▶ [YOUR OBJECTIVE]
In the data below, take the line containing "For sports analytics purposes, locate the cheek", the line containing "[597,597,720,663]", and every line in between. Output them as a JSON list of strings, one string per line, leaving out blank lines.

(Records from a collection)
-----

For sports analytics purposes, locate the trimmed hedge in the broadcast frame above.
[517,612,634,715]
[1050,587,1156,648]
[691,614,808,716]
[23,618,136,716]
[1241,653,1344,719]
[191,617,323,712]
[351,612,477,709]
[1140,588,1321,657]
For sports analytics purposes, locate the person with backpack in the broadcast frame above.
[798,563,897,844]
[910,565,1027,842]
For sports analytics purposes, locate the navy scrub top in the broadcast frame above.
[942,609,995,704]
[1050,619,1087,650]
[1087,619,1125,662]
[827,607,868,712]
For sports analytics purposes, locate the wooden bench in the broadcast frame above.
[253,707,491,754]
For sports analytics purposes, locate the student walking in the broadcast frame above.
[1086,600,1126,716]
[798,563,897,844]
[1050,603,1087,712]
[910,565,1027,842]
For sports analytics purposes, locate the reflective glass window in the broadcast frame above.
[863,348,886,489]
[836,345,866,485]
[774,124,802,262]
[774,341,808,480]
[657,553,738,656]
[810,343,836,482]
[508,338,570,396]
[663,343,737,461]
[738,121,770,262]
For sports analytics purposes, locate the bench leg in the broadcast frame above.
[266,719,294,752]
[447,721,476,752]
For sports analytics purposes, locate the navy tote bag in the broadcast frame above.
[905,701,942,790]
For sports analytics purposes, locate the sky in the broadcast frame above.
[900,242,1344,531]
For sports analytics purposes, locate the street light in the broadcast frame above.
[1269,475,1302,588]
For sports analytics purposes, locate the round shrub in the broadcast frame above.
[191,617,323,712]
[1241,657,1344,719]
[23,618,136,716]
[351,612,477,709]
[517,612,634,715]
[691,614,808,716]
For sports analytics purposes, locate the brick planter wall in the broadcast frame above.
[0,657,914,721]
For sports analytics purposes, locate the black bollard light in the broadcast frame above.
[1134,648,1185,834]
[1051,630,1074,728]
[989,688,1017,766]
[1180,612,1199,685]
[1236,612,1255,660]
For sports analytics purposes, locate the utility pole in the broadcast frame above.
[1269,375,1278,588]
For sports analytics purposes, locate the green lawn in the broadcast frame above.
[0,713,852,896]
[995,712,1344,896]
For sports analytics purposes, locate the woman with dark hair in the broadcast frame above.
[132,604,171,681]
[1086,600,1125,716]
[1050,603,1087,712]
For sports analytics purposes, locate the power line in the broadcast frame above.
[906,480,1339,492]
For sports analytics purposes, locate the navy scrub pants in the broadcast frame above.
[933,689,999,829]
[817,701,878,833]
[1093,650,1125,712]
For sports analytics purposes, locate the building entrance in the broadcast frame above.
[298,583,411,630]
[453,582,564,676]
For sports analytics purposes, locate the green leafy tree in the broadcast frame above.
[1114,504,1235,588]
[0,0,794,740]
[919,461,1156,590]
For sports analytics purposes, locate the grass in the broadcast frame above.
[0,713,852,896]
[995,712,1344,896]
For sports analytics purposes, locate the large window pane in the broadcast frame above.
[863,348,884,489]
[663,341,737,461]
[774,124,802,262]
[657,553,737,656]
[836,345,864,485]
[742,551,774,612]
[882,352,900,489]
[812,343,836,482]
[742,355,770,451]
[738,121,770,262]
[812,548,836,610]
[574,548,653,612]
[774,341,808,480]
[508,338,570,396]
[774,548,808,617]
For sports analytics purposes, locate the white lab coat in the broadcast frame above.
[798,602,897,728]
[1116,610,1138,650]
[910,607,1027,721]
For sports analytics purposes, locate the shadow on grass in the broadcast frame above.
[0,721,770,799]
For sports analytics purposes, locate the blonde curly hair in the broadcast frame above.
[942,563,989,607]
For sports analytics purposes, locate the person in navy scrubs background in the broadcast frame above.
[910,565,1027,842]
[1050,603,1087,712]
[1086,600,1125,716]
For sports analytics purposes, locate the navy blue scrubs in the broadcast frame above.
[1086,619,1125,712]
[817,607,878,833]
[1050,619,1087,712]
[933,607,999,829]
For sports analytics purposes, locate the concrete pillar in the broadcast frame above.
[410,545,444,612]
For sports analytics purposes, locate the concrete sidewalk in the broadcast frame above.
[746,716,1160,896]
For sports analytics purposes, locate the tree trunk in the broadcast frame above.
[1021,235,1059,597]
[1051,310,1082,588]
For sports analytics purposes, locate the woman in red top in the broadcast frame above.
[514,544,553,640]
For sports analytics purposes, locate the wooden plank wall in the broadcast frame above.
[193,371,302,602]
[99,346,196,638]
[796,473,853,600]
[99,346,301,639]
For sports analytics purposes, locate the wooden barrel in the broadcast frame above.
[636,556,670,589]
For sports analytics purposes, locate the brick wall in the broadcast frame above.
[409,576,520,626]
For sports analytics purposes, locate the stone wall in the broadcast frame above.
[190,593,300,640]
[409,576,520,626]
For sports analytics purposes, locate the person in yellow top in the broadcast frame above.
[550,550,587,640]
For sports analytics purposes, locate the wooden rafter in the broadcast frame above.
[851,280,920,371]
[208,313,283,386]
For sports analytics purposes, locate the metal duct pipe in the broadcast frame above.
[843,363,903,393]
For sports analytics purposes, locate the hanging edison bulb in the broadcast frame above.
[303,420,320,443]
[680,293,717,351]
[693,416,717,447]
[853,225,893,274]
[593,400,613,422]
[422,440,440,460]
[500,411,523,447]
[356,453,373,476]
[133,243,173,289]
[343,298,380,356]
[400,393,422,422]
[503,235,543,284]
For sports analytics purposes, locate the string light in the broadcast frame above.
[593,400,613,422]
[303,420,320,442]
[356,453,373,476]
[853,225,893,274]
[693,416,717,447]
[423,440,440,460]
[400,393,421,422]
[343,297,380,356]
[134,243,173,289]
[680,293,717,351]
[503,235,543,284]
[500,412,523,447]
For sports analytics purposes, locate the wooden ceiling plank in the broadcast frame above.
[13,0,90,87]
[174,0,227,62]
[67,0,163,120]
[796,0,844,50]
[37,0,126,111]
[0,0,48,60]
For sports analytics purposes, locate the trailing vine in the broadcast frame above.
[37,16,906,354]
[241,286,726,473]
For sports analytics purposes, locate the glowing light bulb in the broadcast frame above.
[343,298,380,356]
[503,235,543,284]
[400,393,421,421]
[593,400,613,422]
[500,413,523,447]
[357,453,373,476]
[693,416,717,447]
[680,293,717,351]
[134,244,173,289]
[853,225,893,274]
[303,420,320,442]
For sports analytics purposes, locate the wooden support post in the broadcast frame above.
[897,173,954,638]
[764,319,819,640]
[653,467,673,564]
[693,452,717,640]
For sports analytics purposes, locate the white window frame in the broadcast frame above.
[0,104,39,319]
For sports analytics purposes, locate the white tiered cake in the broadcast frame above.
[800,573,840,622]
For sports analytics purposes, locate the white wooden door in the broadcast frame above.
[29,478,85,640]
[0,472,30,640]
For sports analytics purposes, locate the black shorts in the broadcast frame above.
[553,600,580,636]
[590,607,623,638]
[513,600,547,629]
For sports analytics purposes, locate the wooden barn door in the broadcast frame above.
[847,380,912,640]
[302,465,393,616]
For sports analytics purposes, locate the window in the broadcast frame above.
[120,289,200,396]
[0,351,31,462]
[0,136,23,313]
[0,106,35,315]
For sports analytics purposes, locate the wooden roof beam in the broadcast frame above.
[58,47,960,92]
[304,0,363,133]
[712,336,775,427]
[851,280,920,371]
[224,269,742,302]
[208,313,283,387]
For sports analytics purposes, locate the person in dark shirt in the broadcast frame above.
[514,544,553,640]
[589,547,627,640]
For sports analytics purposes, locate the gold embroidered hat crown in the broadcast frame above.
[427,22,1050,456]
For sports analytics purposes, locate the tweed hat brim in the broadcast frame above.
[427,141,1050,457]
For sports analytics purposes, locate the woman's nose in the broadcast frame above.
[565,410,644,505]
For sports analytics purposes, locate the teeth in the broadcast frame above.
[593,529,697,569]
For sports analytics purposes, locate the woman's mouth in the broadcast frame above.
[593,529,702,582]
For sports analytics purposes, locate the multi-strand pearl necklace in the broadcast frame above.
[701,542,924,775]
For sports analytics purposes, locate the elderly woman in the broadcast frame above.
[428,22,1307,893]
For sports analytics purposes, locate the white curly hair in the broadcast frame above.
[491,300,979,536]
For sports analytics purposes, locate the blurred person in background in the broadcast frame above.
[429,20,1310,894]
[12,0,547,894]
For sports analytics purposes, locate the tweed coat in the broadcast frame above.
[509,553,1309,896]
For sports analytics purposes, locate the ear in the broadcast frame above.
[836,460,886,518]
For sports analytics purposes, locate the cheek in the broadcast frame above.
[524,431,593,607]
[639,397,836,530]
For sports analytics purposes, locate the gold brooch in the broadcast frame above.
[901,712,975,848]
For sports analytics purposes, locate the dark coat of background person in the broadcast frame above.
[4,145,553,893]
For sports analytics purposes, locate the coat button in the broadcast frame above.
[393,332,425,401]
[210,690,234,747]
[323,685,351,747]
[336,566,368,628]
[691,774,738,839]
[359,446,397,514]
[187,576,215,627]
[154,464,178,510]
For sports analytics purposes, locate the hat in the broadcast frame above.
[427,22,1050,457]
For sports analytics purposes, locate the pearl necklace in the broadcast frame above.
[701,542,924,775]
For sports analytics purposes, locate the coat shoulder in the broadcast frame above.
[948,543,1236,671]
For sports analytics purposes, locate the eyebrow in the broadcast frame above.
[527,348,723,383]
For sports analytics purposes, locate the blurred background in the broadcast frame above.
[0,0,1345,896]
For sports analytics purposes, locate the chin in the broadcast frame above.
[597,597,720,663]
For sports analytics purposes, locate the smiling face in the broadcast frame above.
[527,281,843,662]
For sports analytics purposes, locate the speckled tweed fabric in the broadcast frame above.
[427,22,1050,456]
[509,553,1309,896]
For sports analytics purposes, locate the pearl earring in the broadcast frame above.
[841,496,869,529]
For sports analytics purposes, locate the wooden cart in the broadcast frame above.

-----

▶ [OUTPUT]
[
  "For sports analytics purposes, locate the cheek in the broadcast frame above.",
  "[524,431,593,607]",
  "[639,397,836,530]",
  "For sports analytics purposes, locate the gold brooch in the broadcast frame above.",
  "[901,712,975,848]",
  "For sports analytics purposes, locate the dark coat of background person in the broadcast frame above.",
  "[4,145,553,893]",
  "For sports analytics purposes, locate the coat button in the broadcast frame above.",
  "[393,332,425,401]",
  "[210,690,234,747]",
  "[323,685,351,747]",
  "[336,566,368,628]",
  "[691,774,738,839]",
  "[359,446,397,514]",
  "[187,576,215,627]",
  "[154,464,178,510]",
  "For sports analytics purposes, locate the hat in the broadcast frame above.",
  "[427,22,1050,457]",
  "For sports analytics purposes, locate the pearl necklace in the broadcast frame above.",
  "[701,542,924,775]",
  "For sports analytics purposes, locate the coat shoulder in the broadcast frame above.",
  "[948,543,1236,671]",
  "For sports analytics purposes, locate the eyebrow in the broadcast frame above.",
  "[527,348,723,383]",
  "For sports analytics purposes, locate the blurred background in the broadcast frame above.",
  "[0,0,1345,896]",
  "For sports analytics purposes, locate the chin in the broadcast frame above.",
  "[597,597,720,663]"
]